:: 読解文 ::

########

中二病を病んだ少年が、本物に出会って自虐感にとらわれ、自らも本物になろうと足掻く話ってことでいいのだろうか。

その本物ってのが、玉城ティナ演じる女子高生なのだが、見てる方としては、さあどこまで本物やねん、と手ぐすねひいて見るわけで、そういう意味で難役であると思う。

ティナちゃんは、ハードルの高い役に挑んでよく頑張ってると思いました。

まあ、可愛いから許すって面もあるんですが。

 

俺は、しょーもない奴らと合わせてやってるが、全然、天才なのであって、いつか奴らの及びもつかないところへ行く男なのさ。

って日ごろ考えてるのが中二病なんでしょうが、それ、ガキの頃の俺やんけと見てる間、胸苦しい思いをしていたわけで、でも、現実にはティナちゃんは決して現れることはないわけであります。そのうちに色々現実を知って、俺って天才感は雲散霧消する。

########

:: 記録データ ::

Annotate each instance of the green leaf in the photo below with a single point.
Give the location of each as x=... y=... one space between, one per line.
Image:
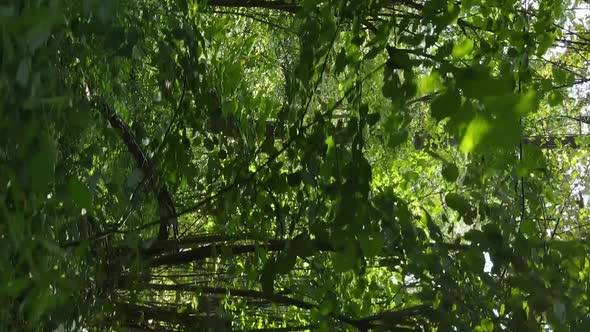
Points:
x=461 y=205
x=79 y=194
x=445 y=105
x=462 y=48
x=476 y=131
x=41 y=169
x=373 y=118
x=23 y=71
x=555 y=98
x=450 y=172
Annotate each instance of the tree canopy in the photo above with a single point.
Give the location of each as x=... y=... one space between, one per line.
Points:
x=294 y=165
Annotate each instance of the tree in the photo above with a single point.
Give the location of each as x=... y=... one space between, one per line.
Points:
x=247 y=165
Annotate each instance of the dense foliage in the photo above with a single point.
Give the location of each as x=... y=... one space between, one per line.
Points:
x=283 y=165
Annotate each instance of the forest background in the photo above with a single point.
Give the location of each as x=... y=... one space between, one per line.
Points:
x=285 y=165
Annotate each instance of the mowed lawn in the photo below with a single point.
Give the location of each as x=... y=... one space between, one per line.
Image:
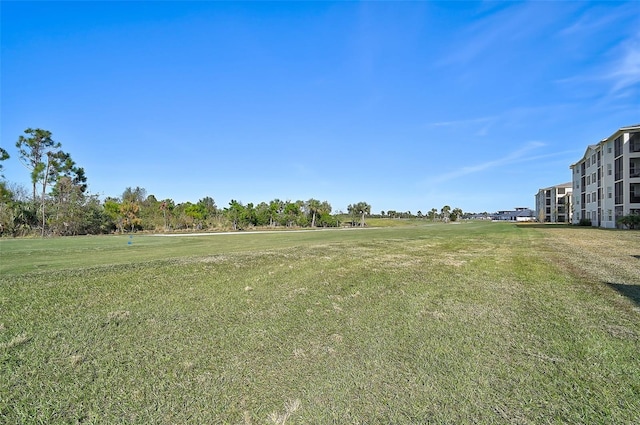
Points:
x=457 y=323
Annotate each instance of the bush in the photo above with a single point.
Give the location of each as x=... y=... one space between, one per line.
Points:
x=631 y=221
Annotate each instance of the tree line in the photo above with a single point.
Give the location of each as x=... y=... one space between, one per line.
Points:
x=59 y=203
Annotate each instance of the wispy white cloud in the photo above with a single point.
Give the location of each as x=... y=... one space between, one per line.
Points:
x=457 y=123
x=520 y=155
x=625 y=72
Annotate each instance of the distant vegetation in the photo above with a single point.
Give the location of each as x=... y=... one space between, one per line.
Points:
x=59 y=204
x=488 y=323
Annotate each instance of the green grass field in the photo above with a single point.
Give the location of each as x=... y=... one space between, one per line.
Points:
x=465 y=323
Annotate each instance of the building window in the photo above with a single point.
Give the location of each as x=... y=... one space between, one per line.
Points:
x=618 y=169
x=634 y=142
x=619 y=193
x=634 y=193
x=617 y=147
x=634 y=167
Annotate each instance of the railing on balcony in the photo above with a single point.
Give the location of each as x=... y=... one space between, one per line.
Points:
x=634 y=167
x=634 y=193
x=634 y=142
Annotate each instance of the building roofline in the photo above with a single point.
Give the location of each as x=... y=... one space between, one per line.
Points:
x=614 y=135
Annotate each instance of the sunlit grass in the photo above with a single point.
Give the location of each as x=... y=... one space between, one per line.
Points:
x=486 y=323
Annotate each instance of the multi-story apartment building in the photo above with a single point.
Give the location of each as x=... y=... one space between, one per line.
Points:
x=553 y=204
x=606 y=181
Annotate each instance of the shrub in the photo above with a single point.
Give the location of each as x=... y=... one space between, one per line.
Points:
x=631 y=221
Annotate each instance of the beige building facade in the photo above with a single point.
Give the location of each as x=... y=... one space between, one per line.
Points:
x=553 y=204
x=606 y=181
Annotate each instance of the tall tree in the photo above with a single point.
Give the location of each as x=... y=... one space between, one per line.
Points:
x=312 y=207
x=362 y=209
x=4 y=155
x=445 y=212
x=456 y=213
x=36 y=151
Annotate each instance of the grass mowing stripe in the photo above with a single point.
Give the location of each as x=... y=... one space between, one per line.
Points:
x=444 y=324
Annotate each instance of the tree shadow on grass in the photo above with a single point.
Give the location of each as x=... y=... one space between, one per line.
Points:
x=630 y=291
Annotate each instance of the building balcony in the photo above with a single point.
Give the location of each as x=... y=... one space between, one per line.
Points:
x=634 y=167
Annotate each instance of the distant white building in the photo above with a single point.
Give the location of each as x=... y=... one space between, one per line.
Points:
x=519 y=214
x=606 y=181
x=553 y=204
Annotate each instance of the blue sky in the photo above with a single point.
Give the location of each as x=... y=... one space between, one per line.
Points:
x=405 y=105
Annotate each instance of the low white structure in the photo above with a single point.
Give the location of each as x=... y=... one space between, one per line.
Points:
x=553 y=204
x=606 y=181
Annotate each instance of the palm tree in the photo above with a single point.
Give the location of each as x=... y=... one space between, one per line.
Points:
x=361 y=208
x=313 y=207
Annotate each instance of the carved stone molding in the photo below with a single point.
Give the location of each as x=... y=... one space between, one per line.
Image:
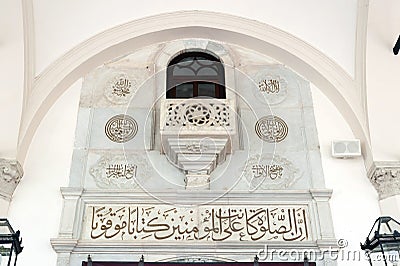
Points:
x=385 y=177
x=10 y=175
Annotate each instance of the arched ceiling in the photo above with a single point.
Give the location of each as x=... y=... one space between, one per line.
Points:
x=346 y=33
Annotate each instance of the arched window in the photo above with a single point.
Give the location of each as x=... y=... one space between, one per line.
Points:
x=195 y=74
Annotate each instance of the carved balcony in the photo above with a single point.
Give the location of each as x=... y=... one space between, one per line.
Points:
x=196 y=135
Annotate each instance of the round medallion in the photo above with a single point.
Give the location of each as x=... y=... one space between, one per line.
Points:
x=271 y=129
x=121 y=128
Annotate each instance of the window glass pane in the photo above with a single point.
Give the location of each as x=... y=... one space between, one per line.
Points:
x=207 y=90
x=184 y=90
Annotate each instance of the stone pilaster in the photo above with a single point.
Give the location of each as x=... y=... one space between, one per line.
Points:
x=385 y=177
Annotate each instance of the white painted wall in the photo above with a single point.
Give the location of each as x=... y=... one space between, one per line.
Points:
x=354 y=201
x=11 y=75
x=37 y=202
x=328 y=25
x=36 y=207
x=383 y=79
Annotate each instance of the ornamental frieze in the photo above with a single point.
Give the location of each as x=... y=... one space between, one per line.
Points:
x=269 y=171
x=10 y=175
x=202 y=223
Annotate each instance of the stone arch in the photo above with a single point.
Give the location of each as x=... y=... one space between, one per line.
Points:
x=316 y=67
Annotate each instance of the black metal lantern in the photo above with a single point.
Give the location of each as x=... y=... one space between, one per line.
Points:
x=10 y=244
x=383 y=237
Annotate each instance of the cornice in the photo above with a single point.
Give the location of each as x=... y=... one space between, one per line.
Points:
x=336 y=83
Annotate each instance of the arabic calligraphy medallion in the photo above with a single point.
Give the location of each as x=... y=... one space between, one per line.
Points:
x=120 y=89
x=271 y=129
x=121 y=128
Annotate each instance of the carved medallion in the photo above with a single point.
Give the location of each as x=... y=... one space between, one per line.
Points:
x=272 y=89
x=120 y=170
x=269 y=171
x=271 y=129
x=119 y=90
x=121 y=128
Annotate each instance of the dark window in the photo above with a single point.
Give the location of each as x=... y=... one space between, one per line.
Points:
x=195 y=74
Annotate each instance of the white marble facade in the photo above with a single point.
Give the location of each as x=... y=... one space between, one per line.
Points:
x=272 y=164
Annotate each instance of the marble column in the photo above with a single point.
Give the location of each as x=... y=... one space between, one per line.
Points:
x=10 y=175
x=385 y=177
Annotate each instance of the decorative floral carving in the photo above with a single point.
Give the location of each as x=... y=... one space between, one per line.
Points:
x=121 y=128
x=188 y=113
x=10 y=171
x=269 y=171
x=10 y=175
x=271 y=129
x=385 y=177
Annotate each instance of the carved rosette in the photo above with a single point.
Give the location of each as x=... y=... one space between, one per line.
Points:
x=120 y=89
x=385 y=177
x=10 y=175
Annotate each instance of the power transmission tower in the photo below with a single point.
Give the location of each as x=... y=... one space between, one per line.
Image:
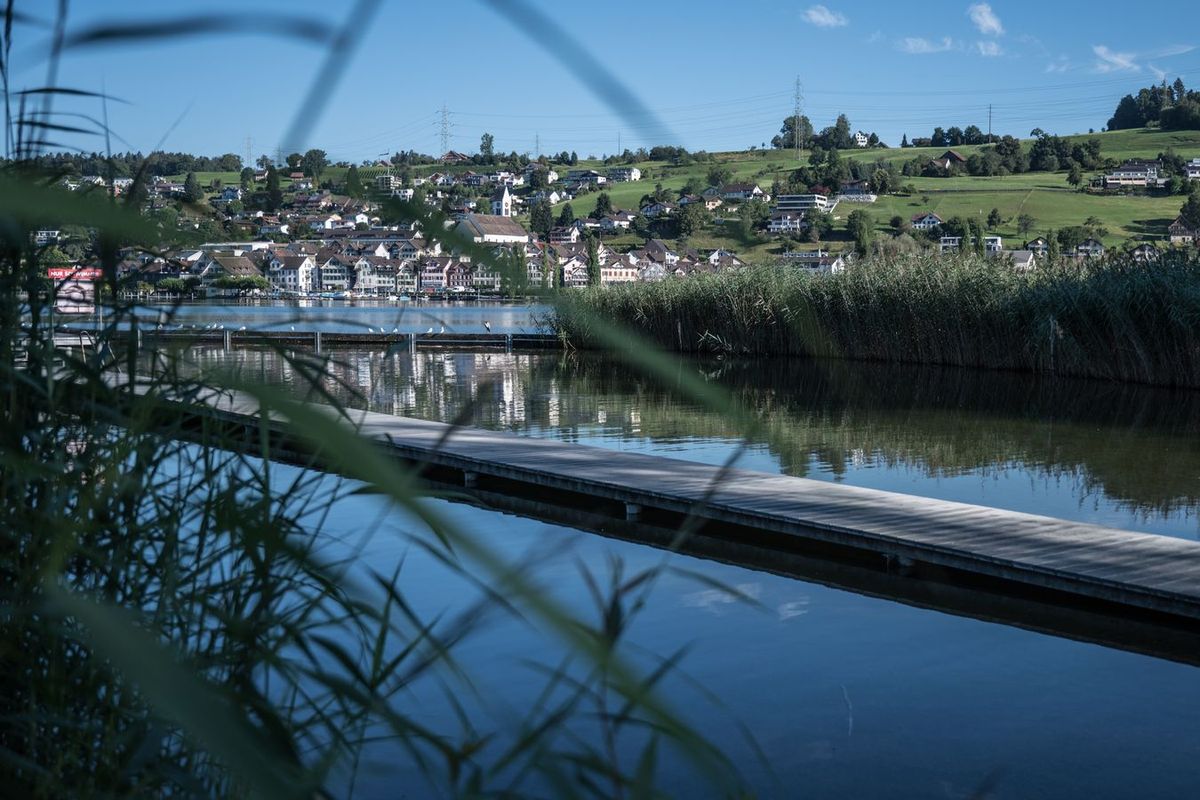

########

:: やること ::
1. 中二病の映画についての感想文を二文で要約してください。
2. 中二病の映画についての感想文を、最後の文のあとから書き継ぐこと。

:: 解答例 ::
1. 中二病の少年が本物に出会って自虐感にとらわれ、自らも本物になろうと足掻く話で、本物の女子高生という難役を演じた玉城ティナはよく頑張っていると筆者は評している。筆者は少年の姿に子どもの頃の自分を重ねて胸苦しい思いで見たが、現実にはティナちゃんは決して現れず、やがて現実を知るうちに天才感は雲散霧消すると述べている。

2.
 

この物語は、そういうあっち側の人と出会って、それでも寸でのところで引き返せた、乃至は引き返してしまった、或いは一緒に行ってやれなかった自分のかつての思い出を苦渋と懺悔と、おそらく幾ばくかの安堵をもって見つめ直す物語だ。

おちゃらけ三昧を旨とする井口昇としては、初めて衣を脱いで撮った映画といっていいのではないだろうか。

 

中二病を病む頃、あっち側に本気で行こうとする者こそが本物だった。後年、それは単なる破綻だったと嘯くより行けなかった自分を悔恨に塗れ問い続けるべきと全ての大人が葬った何かを喚起する試み。終盤、留まり続けるティナの透明さが痛々しくも美しい。(cinemascape)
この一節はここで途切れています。